▶ **Given records**:
'''
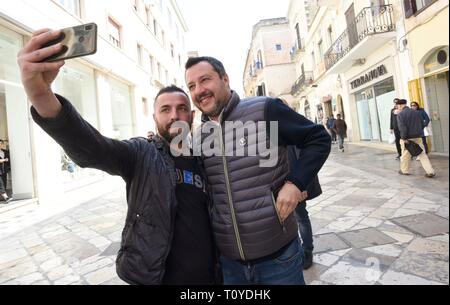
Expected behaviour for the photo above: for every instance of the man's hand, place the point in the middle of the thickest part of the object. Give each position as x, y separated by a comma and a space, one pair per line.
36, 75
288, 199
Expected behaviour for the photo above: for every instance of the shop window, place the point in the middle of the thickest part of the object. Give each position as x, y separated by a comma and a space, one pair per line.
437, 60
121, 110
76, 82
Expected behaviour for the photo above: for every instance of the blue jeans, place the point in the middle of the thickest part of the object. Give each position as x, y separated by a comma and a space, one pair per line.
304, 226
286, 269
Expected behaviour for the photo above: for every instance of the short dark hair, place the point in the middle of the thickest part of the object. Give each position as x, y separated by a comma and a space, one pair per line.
'''
'''
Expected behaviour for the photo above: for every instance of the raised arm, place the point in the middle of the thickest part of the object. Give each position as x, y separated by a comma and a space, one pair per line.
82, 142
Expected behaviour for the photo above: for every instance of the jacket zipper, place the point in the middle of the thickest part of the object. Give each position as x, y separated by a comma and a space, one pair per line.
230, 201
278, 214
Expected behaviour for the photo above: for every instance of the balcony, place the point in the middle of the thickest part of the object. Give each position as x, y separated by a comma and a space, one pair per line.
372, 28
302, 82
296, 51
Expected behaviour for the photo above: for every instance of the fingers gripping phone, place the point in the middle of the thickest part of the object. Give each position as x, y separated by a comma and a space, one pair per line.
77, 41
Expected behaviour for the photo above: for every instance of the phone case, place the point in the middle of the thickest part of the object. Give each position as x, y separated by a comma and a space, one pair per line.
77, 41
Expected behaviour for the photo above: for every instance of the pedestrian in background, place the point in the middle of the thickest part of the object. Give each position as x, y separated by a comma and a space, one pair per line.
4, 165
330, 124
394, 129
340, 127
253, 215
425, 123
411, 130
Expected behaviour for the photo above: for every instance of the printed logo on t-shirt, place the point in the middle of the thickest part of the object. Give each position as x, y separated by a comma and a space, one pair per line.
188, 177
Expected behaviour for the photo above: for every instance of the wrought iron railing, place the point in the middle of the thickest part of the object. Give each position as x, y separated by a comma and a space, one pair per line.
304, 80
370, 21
'''
'''
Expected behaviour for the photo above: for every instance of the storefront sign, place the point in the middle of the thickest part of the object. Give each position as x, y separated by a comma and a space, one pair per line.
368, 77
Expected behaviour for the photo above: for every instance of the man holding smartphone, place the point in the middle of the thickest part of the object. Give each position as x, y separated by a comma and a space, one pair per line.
'''
▶ **Exercise task**: Starting at the line that contains "of the blue" and stopping after the line that contains "of the short", reproduce those lines of the material with "thickest part" swapped for "widest part" and nothing else altered.

▶ **Result below**:
Expected behaviour for the photo above: for every instance of the blue jeans, place the point in the middle of the widest part of the object. Give each position as x, y separated by a comma and a space, one pair per line.
304, 226
286, 269
Expected behaviour for the photo above: for every instance of the short dark hair, place the point in the middle of the widest part of the object. Give each position as x, y separated by a comma and a space, one pair per line.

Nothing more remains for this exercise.